* begin Selection *

"I remember the first time I ever saw Abigail sitting in that chair," Bray Wyatt recalled on the February 23, 2015 edition of WWE Monday Night RAW. "She was so beautiful. Not just in her appearance, but in the things she said, and the way she spoke."
And there she was, oddly, just as Wyatt described all those years ago on RAW. She had long, sun-kissed brown hair, a bright smile with bee-stung lips, and a radiant, golden complexion. She wore a black dress, black high heels, and chunky silver jewelry. She looked more like a model than a horror flick antagonist, more focused femme fatale than disturbed cult member.
"Has anyone ever told you that you are far too attractive to be Sister Abigail?" I asked.
"Yes! And I tell them to take a hike before I haunt their dreams with nightmares!" she laughed. "Abigail is like watching your favorite horror film with the most beautiful background music supporting it."
I suggested that perhaps my own assumptions about Sister Abigail led me to believe that the person behind the persona would be completely different from what I was seeing.
"Yeah, people always attach themselves to a preconceived notion based on their ideas or thoughts of what they believe to be true," she explained. "Sister Abigail is not the girl from The Ring, nor is she crazy. Abigail is an intelligent, calculated, and grounded being."
At that moment, I realized I had to do away with all of my preconceived notions about the Sister Abigail character, the professional wrestler who filed for the Sister Abigail trademark, and even the interesting trademark situation that brought me down this road to begin with. In this search for Sister Abigail, I had to open my mind and make no judgments. But who is Sister Abigail? To understand this, we must take a look at the young woman at the center of it all.
Tatevik Hunanyan, also known as Tatevik The Gamer, is a Lee Strasberg Film Institute graduate and Los Angeles, California native. The daughter of a classical musician, and granddaughter of a famed painter, Hunanyan grew up more familiar with acclaimed writer William Saroyan than renowned professional wrestler Ricky Steamboat.
"No, I wasn't a fan growing up because I wasn't exposed to the professional wrestling world as a child. It didn't exists in my home. I come from an artistic family." Hunanyan recalled, "I joined the wrestling business somewhat keeping the details a secret from my family."
While studying at Lee Strasberg Film Institute, Hunanyan began taking martial arts instruction from the legendary Benny 'The Jet' Urquidez.
"During my time there, I met Benny 'The Jet' Urquidez, not knowing who he was," Hunanyan remembered. "I was part of his film fighting class at the school. I had no prior martial arts training and I loved the action so much that I wanted to learn real fighting. I thought to myself, 'if I can learn how to really fight, I can make it look a lot better on camera.' But then, after joining Benny's legit class, I made a whole new discovery about myself: not only was I a good fighter, but I was a good storyteller, so I kept going, knowing I was being led somewhere special."

* end Selection *

Stated problem:
Which real people does the profile of Sister Abigail name, leaving out the character herself?

* begin Data section *

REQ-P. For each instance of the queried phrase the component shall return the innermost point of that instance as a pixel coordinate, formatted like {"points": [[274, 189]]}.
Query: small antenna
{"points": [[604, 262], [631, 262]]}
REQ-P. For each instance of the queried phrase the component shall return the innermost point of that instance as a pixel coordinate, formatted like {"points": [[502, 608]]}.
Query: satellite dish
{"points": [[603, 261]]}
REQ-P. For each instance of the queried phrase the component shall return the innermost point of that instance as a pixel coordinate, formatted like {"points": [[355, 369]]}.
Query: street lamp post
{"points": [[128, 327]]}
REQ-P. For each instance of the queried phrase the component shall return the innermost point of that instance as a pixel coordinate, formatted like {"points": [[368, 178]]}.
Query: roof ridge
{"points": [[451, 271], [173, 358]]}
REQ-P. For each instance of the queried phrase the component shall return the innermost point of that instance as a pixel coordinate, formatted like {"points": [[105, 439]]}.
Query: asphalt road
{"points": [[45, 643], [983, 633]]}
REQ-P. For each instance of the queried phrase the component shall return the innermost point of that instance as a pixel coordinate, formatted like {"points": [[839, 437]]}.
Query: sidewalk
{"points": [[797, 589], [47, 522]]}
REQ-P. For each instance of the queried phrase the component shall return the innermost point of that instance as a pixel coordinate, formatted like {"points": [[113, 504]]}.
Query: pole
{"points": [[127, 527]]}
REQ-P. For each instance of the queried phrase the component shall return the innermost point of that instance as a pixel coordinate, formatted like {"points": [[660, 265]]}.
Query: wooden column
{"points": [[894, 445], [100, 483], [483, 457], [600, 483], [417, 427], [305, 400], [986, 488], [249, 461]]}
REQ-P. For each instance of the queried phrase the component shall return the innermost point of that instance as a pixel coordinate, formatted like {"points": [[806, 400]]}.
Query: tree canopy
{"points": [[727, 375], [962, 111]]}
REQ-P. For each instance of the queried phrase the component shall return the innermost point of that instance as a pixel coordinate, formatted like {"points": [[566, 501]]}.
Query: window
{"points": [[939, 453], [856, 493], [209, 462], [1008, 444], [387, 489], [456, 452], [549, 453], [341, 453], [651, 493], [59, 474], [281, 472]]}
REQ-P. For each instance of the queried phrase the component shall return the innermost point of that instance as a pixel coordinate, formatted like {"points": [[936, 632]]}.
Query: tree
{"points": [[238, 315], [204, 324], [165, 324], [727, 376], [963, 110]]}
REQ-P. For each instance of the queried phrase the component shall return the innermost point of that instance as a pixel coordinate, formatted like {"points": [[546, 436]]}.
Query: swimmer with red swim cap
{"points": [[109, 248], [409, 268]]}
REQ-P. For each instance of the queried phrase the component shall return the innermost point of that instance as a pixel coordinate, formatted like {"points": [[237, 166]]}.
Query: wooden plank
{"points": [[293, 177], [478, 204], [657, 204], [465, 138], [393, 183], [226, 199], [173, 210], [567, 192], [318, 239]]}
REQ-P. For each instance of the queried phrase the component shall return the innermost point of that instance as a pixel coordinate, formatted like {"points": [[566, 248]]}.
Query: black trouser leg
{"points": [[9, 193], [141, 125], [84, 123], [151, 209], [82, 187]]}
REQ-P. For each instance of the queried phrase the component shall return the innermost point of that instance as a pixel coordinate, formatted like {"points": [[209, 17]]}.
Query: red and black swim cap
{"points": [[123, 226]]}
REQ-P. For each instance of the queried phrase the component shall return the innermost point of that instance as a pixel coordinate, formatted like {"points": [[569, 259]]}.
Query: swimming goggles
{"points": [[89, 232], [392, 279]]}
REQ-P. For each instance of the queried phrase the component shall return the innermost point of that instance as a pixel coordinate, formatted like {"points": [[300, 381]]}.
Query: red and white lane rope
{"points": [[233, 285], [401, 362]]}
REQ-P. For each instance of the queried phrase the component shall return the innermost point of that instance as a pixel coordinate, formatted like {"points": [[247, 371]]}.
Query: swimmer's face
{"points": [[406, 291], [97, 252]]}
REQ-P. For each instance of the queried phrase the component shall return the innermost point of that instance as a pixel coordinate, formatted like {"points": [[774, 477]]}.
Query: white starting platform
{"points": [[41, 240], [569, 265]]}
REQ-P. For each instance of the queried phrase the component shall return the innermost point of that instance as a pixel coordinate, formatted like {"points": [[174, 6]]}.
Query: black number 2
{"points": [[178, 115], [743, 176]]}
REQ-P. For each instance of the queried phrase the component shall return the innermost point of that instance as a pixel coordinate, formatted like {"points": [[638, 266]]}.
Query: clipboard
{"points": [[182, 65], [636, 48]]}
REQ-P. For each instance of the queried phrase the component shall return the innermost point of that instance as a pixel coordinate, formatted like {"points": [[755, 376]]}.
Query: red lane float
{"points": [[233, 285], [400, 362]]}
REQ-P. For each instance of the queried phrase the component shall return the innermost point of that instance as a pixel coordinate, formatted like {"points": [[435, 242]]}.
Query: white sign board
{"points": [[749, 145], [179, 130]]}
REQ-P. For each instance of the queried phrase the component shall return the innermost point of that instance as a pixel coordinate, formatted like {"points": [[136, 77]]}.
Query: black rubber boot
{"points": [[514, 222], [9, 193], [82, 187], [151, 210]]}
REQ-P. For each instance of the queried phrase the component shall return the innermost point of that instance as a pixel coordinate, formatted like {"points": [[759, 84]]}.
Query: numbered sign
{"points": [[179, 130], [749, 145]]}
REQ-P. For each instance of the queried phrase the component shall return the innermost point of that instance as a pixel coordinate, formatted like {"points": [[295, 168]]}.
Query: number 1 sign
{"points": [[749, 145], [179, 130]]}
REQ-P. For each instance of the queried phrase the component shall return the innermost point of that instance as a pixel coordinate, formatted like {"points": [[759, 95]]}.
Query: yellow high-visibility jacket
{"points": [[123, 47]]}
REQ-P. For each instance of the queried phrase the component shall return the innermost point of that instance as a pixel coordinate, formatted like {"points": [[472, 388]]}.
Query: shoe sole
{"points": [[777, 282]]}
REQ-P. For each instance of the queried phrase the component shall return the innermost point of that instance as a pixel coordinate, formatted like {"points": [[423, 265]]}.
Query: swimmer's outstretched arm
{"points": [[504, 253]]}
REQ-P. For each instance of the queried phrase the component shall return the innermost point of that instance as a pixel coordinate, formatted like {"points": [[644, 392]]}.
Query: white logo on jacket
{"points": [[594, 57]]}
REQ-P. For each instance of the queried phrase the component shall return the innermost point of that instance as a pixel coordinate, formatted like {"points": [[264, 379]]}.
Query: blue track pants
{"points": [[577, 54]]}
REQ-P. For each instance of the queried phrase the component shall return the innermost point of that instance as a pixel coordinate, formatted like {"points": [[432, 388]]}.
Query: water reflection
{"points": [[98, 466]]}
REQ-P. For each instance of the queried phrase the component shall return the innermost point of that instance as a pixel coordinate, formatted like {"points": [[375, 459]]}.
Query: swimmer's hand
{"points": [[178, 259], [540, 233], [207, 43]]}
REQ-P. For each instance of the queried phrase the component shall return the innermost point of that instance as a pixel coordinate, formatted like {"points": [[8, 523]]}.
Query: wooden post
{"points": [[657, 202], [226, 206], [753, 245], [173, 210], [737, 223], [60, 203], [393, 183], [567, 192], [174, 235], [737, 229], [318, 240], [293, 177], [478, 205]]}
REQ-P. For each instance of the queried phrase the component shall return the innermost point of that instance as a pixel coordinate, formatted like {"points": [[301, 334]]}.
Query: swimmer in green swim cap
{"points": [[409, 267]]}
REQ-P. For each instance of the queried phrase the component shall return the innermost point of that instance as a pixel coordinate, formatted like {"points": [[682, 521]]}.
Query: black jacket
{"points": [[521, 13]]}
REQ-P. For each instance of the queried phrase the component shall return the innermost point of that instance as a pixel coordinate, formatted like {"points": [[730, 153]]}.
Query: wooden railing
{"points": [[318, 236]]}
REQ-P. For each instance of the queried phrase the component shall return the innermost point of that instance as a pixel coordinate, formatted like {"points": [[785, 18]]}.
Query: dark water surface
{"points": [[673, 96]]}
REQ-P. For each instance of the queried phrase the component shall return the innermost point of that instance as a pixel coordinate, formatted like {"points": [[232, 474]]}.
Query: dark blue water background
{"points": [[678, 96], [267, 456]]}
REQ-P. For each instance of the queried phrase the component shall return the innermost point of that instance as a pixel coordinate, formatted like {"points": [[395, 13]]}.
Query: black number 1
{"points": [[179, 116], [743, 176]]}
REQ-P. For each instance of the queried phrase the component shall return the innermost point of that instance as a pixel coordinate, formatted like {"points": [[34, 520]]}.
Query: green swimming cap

* end Data section *

The output:
Bray Wyatt, Tatevik Hunanyan, William Saroyan, Ricky Steamboat, Benny 'The Jet' Urquidez